■ **Seite**:
Gibt es ein «ursprünglicheres» Selbst?

G

Die westliche Psychologie orientiert sich am Individuum, ihre Selbstkonzepte beziehen sich daher auf das individuelle Selbst. Das östliche Denken fasst den Selbstbegriff weiter. Die upanishadischen Seher Indiens haben bereits um etwa 700 vor Christus eine Selbstphilosophie entwickelt. Ihr Selbstbegriff ist Atman, der innerste Kern unseres individuellen Wesens wie auch des Kosmos.

Bevor wir mit diesem Selbst in Berührung kommen, müssen wir Individuen werden, indem wir uns von der gesellschaftlichen Kollektivprägung lösen. In einem weiteren Schritt geht es dann aber auch darum, die Identifikation mit unserer Ich-Persönlichkeit, mit unserem Denken, Fühlen, Wollen und Begehren, abzulegen. Erst dann ist Atman, das eigentliche Selbst in brahmanischer Sicht, in der Transzendenz erfahrbar. 

Da nach indischer Auffassung Atman auch mit Brahman, dem schöpferischen Prinzip, der Weltenseele, identisch ist, befinden wir uns in nächster Nähe zu den Mystikern aller Zeiten, nicht zuletzt zu Meister ECKHART, der diese Selbstentäusserung ins Grosse, das Aufgehen in Gott, folgendermassen beschreibt:
«Du sollst allzumal entsinken deiner Deinesheit und sollst zerfliessen in seine Seinsheit und soll dein Dein in seinem Mein ein Mein werden also gänzlich, dass du mit ihm verstehest ewiglich seine ungewordene Istigkeit und seine ungenannte Nichtheit.» 

Vergleichen wir die Grundeinstellung der Psychologie mit diesen jahrtausendealten spirituellen Erfahrungen in bezug auf das Selbst, so resultieren Widersprüche, die in diametral entgegengesetzten Zielen zum Ausdruck kommen.

Konträr bewertete, spirituelle Eigenschaften

Eigenschaften, die im Zusammenhang mit der spirituellen Erfahrung als erstrebenswert angesehen werden, werden im Kontext der Psychopathologie als neurotisch, ja psychotisch beurteilt. Damit befinden wir uns in einer Grundsatzdiskussion über den Selbstbegriff und die Gültigkeit der Innenschau im Sinne östlicher Meditation, die ein in der Meditation im Hier und Jetzt erfahrbares Selbst postuliert.

Eine solche Grundsatzdiskussion würde aber den Rahmen dieses Buches sprengen. Ich setzte in meinen Ausführungen die Erfahrbarkeit eines «ursprüngliche Selbst» im Sinne eines Grundpostulates  voraus; ich bezeichne dieses Selbst als Primärselbst.

■ **Datenauszüge**:
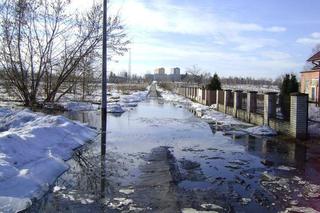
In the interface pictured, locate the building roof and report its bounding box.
[307,51,320,61]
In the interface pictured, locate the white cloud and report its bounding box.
[297,32,320,45]
[267,26,287,33]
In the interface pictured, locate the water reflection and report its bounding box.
[26,100,320,212]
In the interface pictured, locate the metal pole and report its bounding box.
[101,0,107,198]
[101,0,107,155]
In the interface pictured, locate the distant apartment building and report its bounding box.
[300,51,320,103]
[154,67,166,75]
[169,67,181,81]
[144,67,181,81]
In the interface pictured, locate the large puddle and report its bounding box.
[28,99,320,213]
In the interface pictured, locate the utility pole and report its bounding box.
[101,0,108,199]
[101,0,107,155]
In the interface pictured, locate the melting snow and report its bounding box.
[0,109,97,212]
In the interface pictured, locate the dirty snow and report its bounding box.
[0,108,97,212]
[59,91,148,113]
[308,104,320,121]
[60,102,99,111]
[244,125,277,136]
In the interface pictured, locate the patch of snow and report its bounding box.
[308,104,320,121]
[244,125,277,136]
[308,122,320,137]
[119,189,134,195]
[107,103,125,113]
[278,166,296,171]
[283,206,319,213]
[0,110,97,212]
[60,102,99,111]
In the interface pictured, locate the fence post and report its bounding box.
[223,89,231,114]
[247,91,257,122]
[233,90,242,117]
[290,93,308,139]
[263,92,277,125]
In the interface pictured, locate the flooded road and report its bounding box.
[28,99,320,213]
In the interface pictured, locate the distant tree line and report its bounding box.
[0,0,129,106]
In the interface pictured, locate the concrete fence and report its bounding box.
[177,87,308,139]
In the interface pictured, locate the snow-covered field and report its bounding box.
[222,84,280,93]
[157,87,277,136]
[0,108,97,212]
[59,90,148,113]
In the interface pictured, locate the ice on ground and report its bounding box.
[244,125,277,136]
[0,109,97,212]
[60,102,99,111]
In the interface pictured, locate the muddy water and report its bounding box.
[28,99,320,212]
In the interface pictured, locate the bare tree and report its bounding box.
[303,44,320,70]
[0,0,129,106]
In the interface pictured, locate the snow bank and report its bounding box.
[107,103,125,113]
[308,122,320,137]
[244,125,277,136]
[60,102,99,111]
[59,91,148,115]
[120,91,148,103]
[308,104,320,121]
[0,109,97,212]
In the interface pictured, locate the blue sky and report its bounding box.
[109,0,320,78]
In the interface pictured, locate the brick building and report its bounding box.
[300,51,320,103]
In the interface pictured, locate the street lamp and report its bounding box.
[101,0,108,198]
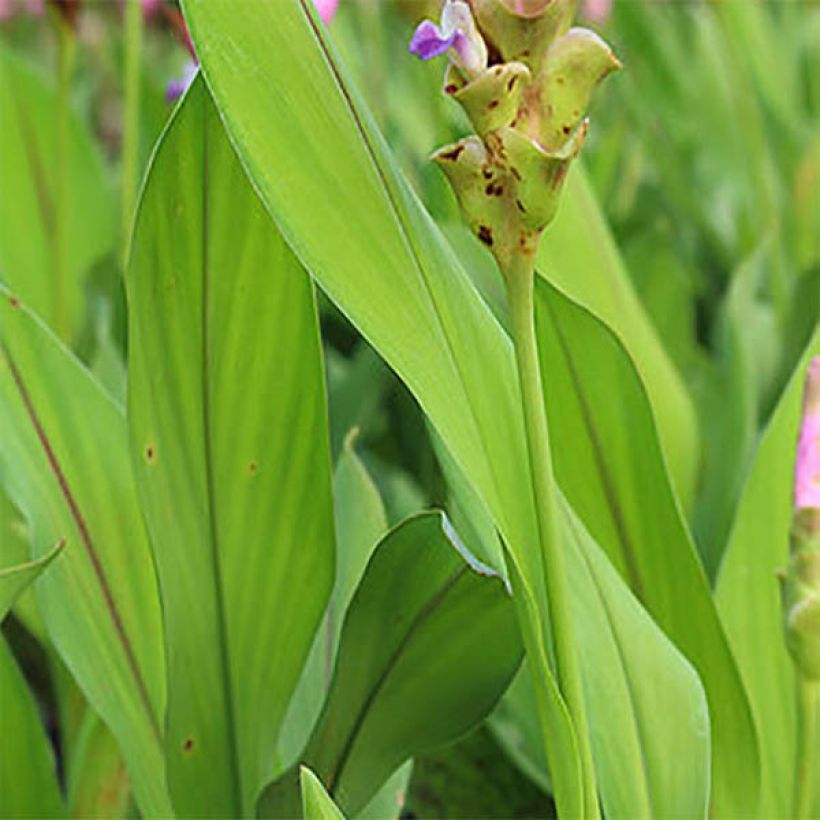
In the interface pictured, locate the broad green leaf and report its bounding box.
[0,286,171,816]
[278,431,387,768]
[299,766,344,820]
[356,760,414,820]
[0,47,116,338]
[259,512,521,817]
[536,166,700,507]
[693,247,780,578]
[0,524,65,818]
[536,281,759,816]
[185,6,582,816]
[717,332,820,817]
[66,709,131,820]
[0,481,46,643]
[0,634,66,820]
[128,80,334,817]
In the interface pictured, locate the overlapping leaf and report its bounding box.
[0,47,116,338]
[185,0,581,815]
[259,512,522,817]
[536,281,759,813]
[128,75,333,817]
[0,287,171,816]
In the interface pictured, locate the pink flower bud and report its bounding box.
[313,0,339,25]
[794,356,820,510]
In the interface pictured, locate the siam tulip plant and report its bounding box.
[0,0,820,820]
[781,357,820,818]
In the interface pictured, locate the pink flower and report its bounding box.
[410,0,487,77]
[142,0,163,18]
[313,0,339,25]
[794,356,820,510]
[581,0,612,26]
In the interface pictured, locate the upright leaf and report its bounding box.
[536,281,759,815]
[185,0,581,815]
[0,286,171,816]
[299,766,344,820]
[0,47,116,337]
[128,75,333,817]
[717,332,820,817]
[259,513,522,817]
[278,432,387,767]
[564,500,711,818]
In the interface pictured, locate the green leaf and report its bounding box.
[279,431,387,767]
[536,280,759,815]
[128,73,334,817]
[0,286,171,816]
[537,166,700,507]
[185,0,581,816]
[0,47,117,338]
[0,640,66,818]
[299,766,344,820]
[565,506,712,818]
[716,332,820,817]
[67,709,131,820]
[0,486,46,643]
[259,512,521,816]
[0,539,65,621]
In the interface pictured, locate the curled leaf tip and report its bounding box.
[410,0,487,76]
[794,356,820,510]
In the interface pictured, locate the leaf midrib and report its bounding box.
[200,113,244,814]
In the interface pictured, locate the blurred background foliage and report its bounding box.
[0,0,820,817]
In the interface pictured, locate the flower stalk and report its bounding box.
[505,256,600,818]
[120,0,143,259]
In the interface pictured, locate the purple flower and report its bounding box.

■ **Aufgabe A**:
Mit welchem Begriff bezeichnet die Seite über das ursprüngliche Selbst das vorausgesetzte «ursprüngliche Selbst»?
■ **Aufgabe B**:
Schreibe die Seite über das ursprüngliche Selbst im Anschluss an ihren letzten Satz weiter.

■ **Antwort A**:
Als Primärselbst.

■ **Antwort B**:
Ich unterscheide, wie ich noch ausführen werde, das unbewusste Primärselbst vom bewussten Primärselbst. Ersteres betrachte ich als individuelles Selbst, das aber nicht erst mit der Geburt entsteht, sondern bereits im fötalen Stadium vorhanden ist. Das bewusste, auf der Ebene der Zenrealität erfahrbare Primärselbst ist überindividuell.

Das unbewusste Primärselbst wird auch von westlichen Denkern und Psychologen thematisiert:

JEAN-JAQUES ROUSSEAU (1712-1778), der Querdenker aus dem calvinistischen Genf, entdeckte nicht nur die Welt der Meditation im Selbstversuch. Ausgerüstet mit diesem eminent tiefenpsychologischen Instrument, begegnete er in seiner unschuldig kindlichen Neugier auch verschiedenen Aspekten des Selbst. «Nichts ist mir so unähnlich wie ich selbst, darum wäre es müssig, mich anders definieren zu wollen, als durch diese einzigartige Mannigfaltigkeit …

Bisweilen bin ich ein harter und grausamer Misanthrop, dann wieder falle ich in Verzückung ob der Reize der Gesellschaft und der Wonnen der Liebe … Mit einem Wort, ein Proteus, ein Chamäleon …».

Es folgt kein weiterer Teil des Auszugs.